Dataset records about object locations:
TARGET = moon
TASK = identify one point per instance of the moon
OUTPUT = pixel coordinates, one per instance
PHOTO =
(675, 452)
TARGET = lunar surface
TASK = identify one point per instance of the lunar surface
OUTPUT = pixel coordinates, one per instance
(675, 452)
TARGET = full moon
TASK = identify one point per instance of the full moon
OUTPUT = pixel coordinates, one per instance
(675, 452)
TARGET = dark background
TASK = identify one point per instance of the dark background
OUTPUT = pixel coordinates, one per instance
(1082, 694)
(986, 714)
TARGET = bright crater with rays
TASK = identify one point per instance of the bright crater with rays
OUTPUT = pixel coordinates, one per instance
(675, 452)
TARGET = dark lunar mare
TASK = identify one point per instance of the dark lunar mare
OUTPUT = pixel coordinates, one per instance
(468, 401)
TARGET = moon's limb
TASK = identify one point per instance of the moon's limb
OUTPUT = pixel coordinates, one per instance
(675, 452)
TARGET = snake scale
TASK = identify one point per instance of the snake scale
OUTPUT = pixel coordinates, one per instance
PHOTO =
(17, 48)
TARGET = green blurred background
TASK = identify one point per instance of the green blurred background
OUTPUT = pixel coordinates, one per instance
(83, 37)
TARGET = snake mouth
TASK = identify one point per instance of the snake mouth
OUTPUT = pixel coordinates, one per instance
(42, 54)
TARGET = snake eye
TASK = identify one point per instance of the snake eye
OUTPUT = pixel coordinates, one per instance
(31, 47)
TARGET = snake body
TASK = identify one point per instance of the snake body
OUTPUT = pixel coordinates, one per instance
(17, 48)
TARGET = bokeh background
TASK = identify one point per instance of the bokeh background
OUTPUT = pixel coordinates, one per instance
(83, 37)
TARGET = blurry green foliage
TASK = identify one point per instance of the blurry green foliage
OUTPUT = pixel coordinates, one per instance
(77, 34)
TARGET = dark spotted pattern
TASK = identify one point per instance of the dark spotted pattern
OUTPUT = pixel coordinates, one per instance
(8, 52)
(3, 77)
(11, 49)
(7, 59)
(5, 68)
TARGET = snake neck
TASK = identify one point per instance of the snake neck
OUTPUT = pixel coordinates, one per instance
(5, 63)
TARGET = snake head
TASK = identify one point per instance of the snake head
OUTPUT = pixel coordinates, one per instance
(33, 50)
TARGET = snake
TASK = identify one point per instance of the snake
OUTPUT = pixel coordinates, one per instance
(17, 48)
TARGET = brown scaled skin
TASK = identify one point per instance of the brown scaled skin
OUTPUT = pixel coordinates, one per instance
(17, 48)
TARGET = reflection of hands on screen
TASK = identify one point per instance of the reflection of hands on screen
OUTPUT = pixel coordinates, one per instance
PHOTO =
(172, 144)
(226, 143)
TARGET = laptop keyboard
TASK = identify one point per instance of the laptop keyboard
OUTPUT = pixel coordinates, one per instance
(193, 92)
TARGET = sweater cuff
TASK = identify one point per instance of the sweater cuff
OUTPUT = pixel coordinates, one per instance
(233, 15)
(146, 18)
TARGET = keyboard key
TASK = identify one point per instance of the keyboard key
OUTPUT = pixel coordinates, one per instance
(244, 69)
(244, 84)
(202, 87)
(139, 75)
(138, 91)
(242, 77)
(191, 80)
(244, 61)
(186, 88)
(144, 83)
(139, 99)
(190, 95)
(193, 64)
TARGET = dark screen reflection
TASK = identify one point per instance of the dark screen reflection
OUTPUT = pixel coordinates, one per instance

§ **WHAT THE TASK ASKS**
Transcribe every entry exactly.

§ **FULL RESPONSE**
TARGET = moon
TASK = identify one point per instance of the moon
OUTPUT = pixel coordinates, one per instance
PHOTO =
(675, 452)
TARGET = lunar surface
TASK = identify one point per instance of the lunar surface
OUTPUT = pixel coordinates, one per instance
(675, 452)
TARGET = full moon
TASK = identify one point per instance of the full moon
OUTPUT = pixel coordinates, one per instance
(675, 452)
TARGET = dark background
TASK = identify one point per instance of the dark background
OUTPUT = pixel coordinates, one per instance
(1082, 694)
(986, 714)
TARGET = bright crater with rays
TASK = identify one point per instance of the bright crater with rays
OUTPUT = pixel coordinates, one per instance
(675, 452)
TARGET = dark lunar mare
TASK = identify one point per instance of the dark lunar mare
OUTPUT = pixel coordinates, one per instance
(468, 401)
TARGET = moon's limb
TASK = identify one point per instance of the moon's limb
OUTPUT = pixel coordinates, one per instance
(675, 452)
TARGET = snake scale
TASK = identify one point per instance of the snake scale
OUTPUT = pixel coordinates, one per instance
PHOTO =
(17, 48)
TARGET = green blurred background
TASK = identify one point per instance of the green blurred background
OUTPUT = pixel coordinates, one per instance
(83, 37)
TARGET = snake mouth
TASK = identify one point per instance of the snake mouth
OUTPUT = pixel coordinates, one per instance
(42, 54)
TARGET = snake eye
TASK = identify one point per instance of the snake eye
OUTPUT = pixel coordinates, one per instance
(31, 47)
TARGET = snake body
TASK = identify one point per instance of the snake body
OUTPUT = pixel coordinates, one per instance
(17, 48)
TARGET = bokeh background
TASK = identify one point per instance of the bokeh background
OUTPUT = pixel coordinates, one per instance
(83, 37)
TARGET = blurry green foliage
TASK = identify one point per instance of the blurry green foliage
OUTPUT = pixel coordinates, one per instance
(77, 34)
TARGET = dark spotted pattern
TASK = identify one point per instance of the dark spotted pattern
OUTPUT = pixel coordinates, one per instance
(8, 52)
(3, 77)
(11, 49)
(7, 59)
(5, 68)
TARGET = snake neck
TASK = identify one point per instance of the snake neck
OUTPUT = pixel coordinates, one per instance
(5, 63)
TARGET = snake head
TASK = identify one point per instance of the snake head
OUTPUT = pixel coordinates, one per instance
(33, 50)
TARGET = snake
TASK = identify one point per instance of the snake
OUTPUT = pixel coordinates, one per instance
(17, 48)
TARGET = brown scaled skin
TASK = identify one point per instance of the brown scaled skin
OUTPUT = pixel coordinates, one per instance
(17, 48)
TARGET = reflection of hands on screen
TASK = identify one point per instance of the reflection of hands on screen
OUTPUT = pixel coordinates, one per instance
PHOTO =
(172, 144)
(226, 143)
TARGET = laptop keyboard
TASK = identify one point per instance of the laptop keyboard
OUTPUT = pixel coordinates, one per instance
(193, 92)
TARGET = sweater cuff
TASK = identify one point per instance of the sweater cuff
OUTPUT = pixel coordinates, one per instance
(233, 15)
(146, 18)
TARGET = keyboard key
TASK = identify one point per instance of the keyboard key
OUTPUT = pixel coordinates, one per instance
(244, 69)
(244, 84)
(202, 87)
(139, 75)
(138, 91)
(242, 77)
(191, 80)
(244, 61)
(186, 88)
(144, 83)
(139, 99)
(190, 95)
(193, 64)
TARGET = dark screen reflection
TASK = identify one point per instance of the dark screen reflection
OUTPUT = pixel coordinates, one per instance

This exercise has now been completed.